::: Document extract :::
# Lab 1.1 Using Hosted API from the ESMFold NIM Playground to predict protein structure

[ESMFold](https://www.science.org/doi/10.1126/science.ade2574) is a state-of-the-art model developed by Meta that does not rely on MSA templates. It accepts single chain proteins only. 

## Helper functions

In [1]:
import os, requests, shutil
# load .env file
from dotenv import load_dotenv
from loguru import logger
load_dotenv()

True

### Directory setup

In [2]:
def preprare_directory(temp, delete_old=True):
    """
    Create a new directory and delete the old one if it exists
    :param temp: str: path to the directory
    :param delete_old: bool, whether to delete the old directory. Defaults to True.
    """
    if delete_old:  
        if os.path.exists(temp):
            # Remove the directory and all its contents
            shutil.rmtree(temp)
    # Recreate the directory
    os.makedirs(temp, exist_ok=True)

### Interact with the hosted API endpoint at ESMFold Playground 

ESMFold playground can be accessed [here](https://build.stg.ngc.nvidia.com/meta/esmfold?snippet_tab=Python)


In [3]:
class ESMFoldPlayground:
    def __init__(self, NGC_API_KEY, query_url=None):
        """
        Initialize the ESMFoldPlayground class
        NGC_API_KEY: str, the API key to use
        query_url: str, the url to send the request to, default is the ESMFold NIM endpoint
        """
        self.NGC_API_KEY = NGC_API_KEY
        self.query_url = query_url if query_url is not None else "https://health.api.nvidia.com/v1/biology/nvidia/esmfold"

    
    def predict(self,sequence, output_dir=None, output_file_name="predicted_protein.pdb", delete_old_dir=True):
        """
        Main function to run the molecular docking
        sequence: str, single aa sequence
        output_dir: str, the directory to save the output to. If there are existing contents, it will be deleted and recreated. Defaults to None, and it will not save the output PDB file.
::: Data shown :::
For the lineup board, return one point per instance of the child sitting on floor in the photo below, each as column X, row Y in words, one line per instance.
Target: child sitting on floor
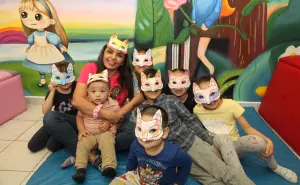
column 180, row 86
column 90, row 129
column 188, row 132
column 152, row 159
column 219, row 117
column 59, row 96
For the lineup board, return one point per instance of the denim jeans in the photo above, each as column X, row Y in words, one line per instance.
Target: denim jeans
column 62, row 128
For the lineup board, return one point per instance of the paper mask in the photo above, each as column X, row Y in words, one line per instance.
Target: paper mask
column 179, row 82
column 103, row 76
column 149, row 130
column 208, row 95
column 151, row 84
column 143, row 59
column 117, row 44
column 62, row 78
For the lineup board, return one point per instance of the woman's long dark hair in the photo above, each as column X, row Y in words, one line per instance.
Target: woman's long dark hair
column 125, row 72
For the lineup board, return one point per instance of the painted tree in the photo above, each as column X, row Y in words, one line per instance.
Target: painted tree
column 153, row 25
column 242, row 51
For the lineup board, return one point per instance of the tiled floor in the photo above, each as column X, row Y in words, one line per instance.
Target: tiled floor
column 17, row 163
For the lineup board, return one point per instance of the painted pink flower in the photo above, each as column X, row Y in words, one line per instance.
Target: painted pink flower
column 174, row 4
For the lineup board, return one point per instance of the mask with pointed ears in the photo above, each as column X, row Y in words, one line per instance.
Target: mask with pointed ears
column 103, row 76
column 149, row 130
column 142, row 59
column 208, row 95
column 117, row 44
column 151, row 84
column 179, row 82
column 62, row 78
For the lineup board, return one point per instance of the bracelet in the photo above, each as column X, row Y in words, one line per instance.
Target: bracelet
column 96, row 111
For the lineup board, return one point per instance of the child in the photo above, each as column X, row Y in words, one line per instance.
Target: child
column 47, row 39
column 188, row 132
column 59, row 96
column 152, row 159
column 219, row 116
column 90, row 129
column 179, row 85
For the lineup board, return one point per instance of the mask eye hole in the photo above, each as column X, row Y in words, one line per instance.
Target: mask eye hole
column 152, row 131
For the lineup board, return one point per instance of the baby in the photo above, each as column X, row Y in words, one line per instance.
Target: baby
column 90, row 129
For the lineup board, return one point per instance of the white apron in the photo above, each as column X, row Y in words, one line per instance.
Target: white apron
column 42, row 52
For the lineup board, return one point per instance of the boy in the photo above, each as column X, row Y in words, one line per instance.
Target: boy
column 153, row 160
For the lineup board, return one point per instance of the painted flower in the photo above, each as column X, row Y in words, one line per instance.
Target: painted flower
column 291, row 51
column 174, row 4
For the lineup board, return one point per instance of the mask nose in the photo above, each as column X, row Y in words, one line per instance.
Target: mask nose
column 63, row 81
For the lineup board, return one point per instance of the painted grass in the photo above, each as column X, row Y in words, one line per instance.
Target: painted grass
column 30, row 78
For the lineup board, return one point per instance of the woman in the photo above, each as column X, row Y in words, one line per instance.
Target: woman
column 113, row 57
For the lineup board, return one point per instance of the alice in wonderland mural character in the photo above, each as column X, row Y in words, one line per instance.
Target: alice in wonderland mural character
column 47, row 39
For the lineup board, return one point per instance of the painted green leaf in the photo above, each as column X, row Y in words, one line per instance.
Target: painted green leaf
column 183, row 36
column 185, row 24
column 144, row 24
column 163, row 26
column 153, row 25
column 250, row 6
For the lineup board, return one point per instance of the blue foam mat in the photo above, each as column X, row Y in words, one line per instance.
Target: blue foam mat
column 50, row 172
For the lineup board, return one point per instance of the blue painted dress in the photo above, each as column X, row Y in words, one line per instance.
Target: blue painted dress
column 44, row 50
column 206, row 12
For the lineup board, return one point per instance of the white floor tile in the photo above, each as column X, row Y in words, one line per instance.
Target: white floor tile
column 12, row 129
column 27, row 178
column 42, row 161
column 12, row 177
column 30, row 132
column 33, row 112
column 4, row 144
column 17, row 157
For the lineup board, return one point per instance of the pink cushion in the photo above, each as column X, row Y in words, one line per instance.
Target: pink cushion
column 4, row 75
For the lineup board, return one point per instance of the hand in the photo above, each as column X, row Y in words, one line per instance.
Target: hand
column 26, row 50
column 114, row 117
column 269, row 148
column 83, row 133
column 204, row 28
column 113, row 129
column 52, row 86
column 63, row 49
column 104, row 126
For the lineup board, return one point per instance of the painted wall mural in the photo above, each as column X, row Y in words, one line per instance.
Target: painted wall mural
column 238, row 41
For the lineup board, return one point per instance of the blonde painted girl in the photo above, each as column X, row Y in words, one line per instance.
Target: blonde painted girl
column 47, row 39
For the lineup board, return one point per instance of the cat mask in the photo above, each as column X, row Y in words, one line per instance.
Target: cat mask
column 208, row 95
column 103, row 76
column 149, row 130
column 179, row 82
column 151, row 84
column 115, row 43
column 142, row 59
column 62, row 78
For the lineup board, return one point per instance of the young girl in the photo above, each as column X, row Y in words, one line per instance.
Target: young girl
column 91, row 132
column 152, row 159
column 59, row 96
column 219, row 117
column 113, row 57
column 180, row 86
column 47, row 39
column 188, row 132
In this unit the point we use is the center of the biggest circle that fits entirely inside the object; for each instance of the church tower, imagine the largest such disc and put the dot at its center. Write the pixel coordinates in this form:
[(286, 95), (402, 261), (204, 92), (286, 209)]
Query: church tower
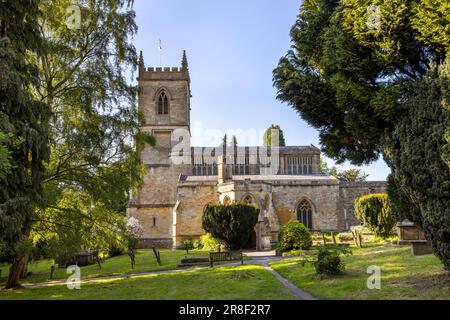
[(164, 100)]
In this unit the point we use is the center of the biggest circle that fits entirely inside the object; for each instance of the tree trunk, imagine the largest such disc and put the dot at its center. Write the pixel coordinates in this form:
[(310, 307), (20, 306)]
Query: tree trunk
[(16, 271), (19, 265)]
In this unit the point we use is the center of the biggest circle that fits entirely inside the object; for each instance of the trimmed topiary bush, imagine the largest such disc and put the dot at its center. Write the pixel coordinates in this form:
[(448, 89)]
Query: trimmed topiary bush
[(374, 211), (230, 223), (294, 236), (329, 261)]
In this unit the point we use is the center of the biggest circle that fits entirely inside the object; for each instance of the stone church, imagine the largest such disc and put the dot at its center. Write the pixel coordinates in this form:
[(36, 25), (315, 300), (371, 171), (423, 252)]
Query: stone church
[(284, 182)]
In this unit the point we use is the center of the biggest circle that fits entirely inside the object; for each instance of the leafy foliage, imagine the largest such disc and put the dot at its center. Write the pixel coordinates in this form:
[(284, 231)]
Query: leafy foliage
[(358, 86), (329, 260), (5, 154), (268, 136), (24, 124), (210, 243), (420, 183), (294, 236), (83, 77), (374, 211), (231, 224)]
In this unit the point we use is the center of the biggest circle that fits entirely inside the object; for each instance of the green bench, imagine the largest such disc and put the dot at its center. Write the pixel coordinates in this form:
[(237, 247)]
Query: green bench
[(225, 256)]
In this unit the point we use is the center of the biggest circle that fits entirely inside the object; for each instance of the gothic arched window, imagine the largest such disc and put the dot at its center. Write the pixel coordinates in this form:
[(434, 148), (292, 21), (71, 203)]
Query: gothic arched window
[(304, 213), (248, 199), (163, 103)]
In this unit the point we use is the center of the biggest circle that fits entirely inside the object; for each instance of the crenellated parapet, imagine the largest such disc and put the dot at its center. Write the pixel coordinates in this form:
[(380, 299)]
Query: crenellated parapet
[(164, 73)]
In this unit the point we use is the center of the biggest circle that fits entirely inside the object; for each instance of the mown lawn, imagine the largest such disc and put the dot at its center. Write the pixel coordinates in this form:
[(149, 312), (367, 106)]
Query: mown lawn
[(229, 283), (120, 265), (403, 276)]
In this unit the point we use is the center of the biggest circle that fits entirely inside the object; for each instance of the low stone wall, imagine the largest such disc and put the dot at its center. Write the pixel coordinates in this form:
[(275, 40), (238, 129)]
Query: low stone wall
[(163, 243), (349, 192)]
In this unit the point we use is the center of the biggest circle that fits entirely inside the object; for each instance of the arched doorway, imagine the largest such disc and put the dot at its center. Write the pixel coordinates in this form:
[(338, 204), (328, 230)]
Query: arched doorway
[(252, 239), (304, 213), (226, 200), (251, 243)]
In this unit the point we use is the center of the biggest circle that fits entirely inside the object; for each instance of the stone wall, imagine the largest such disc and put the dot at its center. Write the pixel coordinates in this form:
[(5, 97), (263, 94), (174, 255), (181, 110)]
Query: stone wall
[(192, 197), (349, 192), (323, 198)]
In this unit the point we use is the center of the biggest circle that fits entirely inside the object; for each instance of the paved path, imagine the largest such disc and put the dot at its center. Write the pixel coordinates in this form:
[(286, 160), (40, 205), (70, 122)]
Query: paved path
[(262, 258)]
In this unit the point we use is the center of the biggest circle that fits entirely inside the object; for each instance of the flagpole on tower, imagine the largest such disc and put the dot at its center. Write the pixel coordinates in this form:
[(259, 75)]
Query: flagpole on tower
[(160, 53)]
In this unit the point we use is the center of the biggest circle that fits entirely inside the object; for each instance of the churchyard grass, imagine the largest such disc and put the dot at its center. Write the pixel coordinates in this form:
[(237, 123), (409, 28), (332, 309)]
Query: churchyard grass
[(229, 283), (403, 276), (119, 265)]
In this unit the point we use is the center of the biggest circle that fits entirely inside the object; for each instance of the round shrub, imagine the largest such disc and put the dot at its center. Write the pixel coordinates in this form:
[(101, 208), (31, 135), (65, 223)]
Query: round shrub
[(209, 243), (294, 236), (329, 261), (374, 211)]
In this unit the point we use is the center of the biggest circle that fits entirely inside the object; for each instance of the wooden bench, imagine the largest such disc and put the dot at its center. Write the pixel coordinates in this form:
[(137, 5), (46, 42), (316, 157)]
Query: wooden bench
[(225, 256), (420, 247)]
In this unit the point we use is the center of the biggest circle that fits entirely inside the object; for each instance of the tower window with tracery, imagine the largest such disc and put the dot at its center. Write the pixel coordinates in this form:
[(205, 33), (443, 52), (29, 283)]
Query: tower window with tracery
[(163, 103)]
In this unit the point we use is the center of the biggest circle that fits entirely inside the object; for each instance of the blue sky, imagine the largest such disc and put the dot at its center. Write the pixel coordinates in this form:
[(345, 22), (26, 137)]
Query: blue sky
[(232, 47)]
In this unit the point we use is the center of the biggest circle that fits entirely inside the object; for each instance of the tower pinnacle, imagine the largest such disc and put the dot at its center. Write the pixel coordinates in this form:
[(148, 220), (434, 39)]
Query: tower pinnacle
:::
• _What the exercise asks_
Can you copy from the ESMFold lab page above the part that opens with the words containing "### Directory setup" and closes with "Defaults to True."?

• _Task answer_
### Directory setup

In [2]:
def preprare_directory(temp, delete_old=True):
    """
    Create a new directory and delete the old one if it exists
    :param temp: str: path to the directory
    :param delete_old: bool, whether to delete the old directory. Defaults to True.